Выведет меня отсюда кто-нибудь?
Странно. Дверь как будто заперта.
Не пытаясь охватить подобным названием всего чеховского мира, я сосредоточусь лишь на одной теме, которая обнаруживает себя в очень многих рассказах и пьесах Чехова, а именно: на теме или мотиве замкнутого пространства. В одних случаях автор конструировал различного рода «футляры» вполне осознанно, сообразуясь с замыслом, в других – подобные футляры возникали сами собой, указывая тем самым на очертания собственно чеховской персональной онтологии.
Очевидные примеры первого рода (в дальнейшем я буду ориентироваться именно на «хрестоматийные», или «эмблематические» тексты) – знаменитый персонаж из рассказа «Человек в футляре» или не менее знаменитая «Палата № 6». В обоих случаях мотив ограниченного пространства имеет различные облики и смысловое наполнение, однако сами схемы, в которых он осуществляется, имеют между собой больше сходства, чем различия. Беликов прячется от мира добровольно и сознательно. Обитатели психиатрической лечебницы отгорожены от него насильственно. Что же касается «результата», его «формы», то она налицо и в том, и в другом случае: так или иначе, человек оказывается внутри какого-либо объема, внутри футляра.

__Представленные сведения__:
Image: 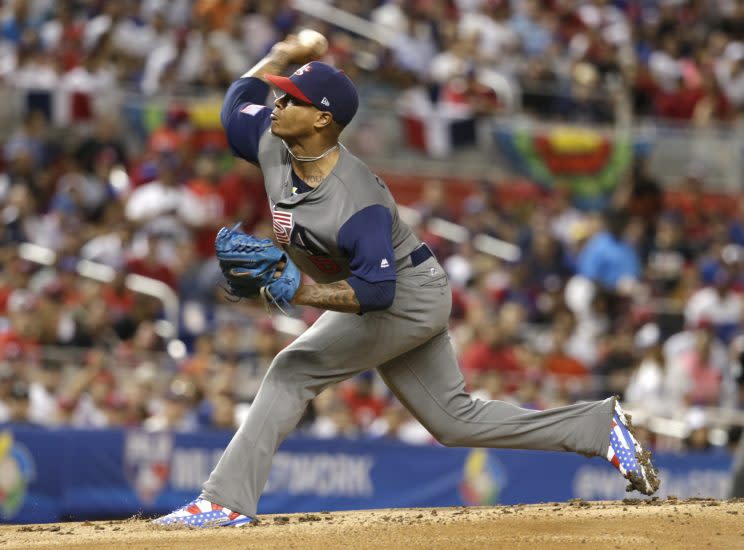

__Требования к заданиям__:
• 1. Чем, согласно тексту о Чехове, отличается то, как от мира отгорожен Беликов, от того, как отгорожены от него обитатели психиатрической лечебницы?
• 2. Продолжите текст о мотиве замкнутого пространства у Чехова, начав сразу после его последнего предложения.
Этот материал отделен от текста о Чехове и с ним не связан.

__Набор ответов__:
• 1. Беликов прячется от мира добровольно и сознательно, а обитатели психиатрической лечебницы отгорожены от него насильственно.

• 2.
Чаще всего футляром оказывается комната; о ее четырех стенах как о символе плена у Чехова сказано не однажды и притом в ситуациях самых различных. Героиня шуточной пьесы «Медведь» «погребла себя в четырех стенах», «погибший» Войницкий говорит о «четырех стенах», в которых он, «как крот», просидел всю свою жизнь. Собственно, и сам гроб, куда, в конце концов, спрятался от жизни Беликов, – это все те же «четыре стены», разве что уменьшенные и подогнанные под размер человека. В сопоставлении комнаты и гроба нет ничего оригинального, это вполне традиционная связка (гроб – домовина), разве что в случае с Войницким она приобретает несколько причудливый оттенок, поскольку «комната» и «крот» не вполне сочетаются друг с другом. Впрочем, и здесь есть своя правда: если замкнутое пространство синонимично гробу, тогда и крот – житель подземелья – окажется вполне к месту.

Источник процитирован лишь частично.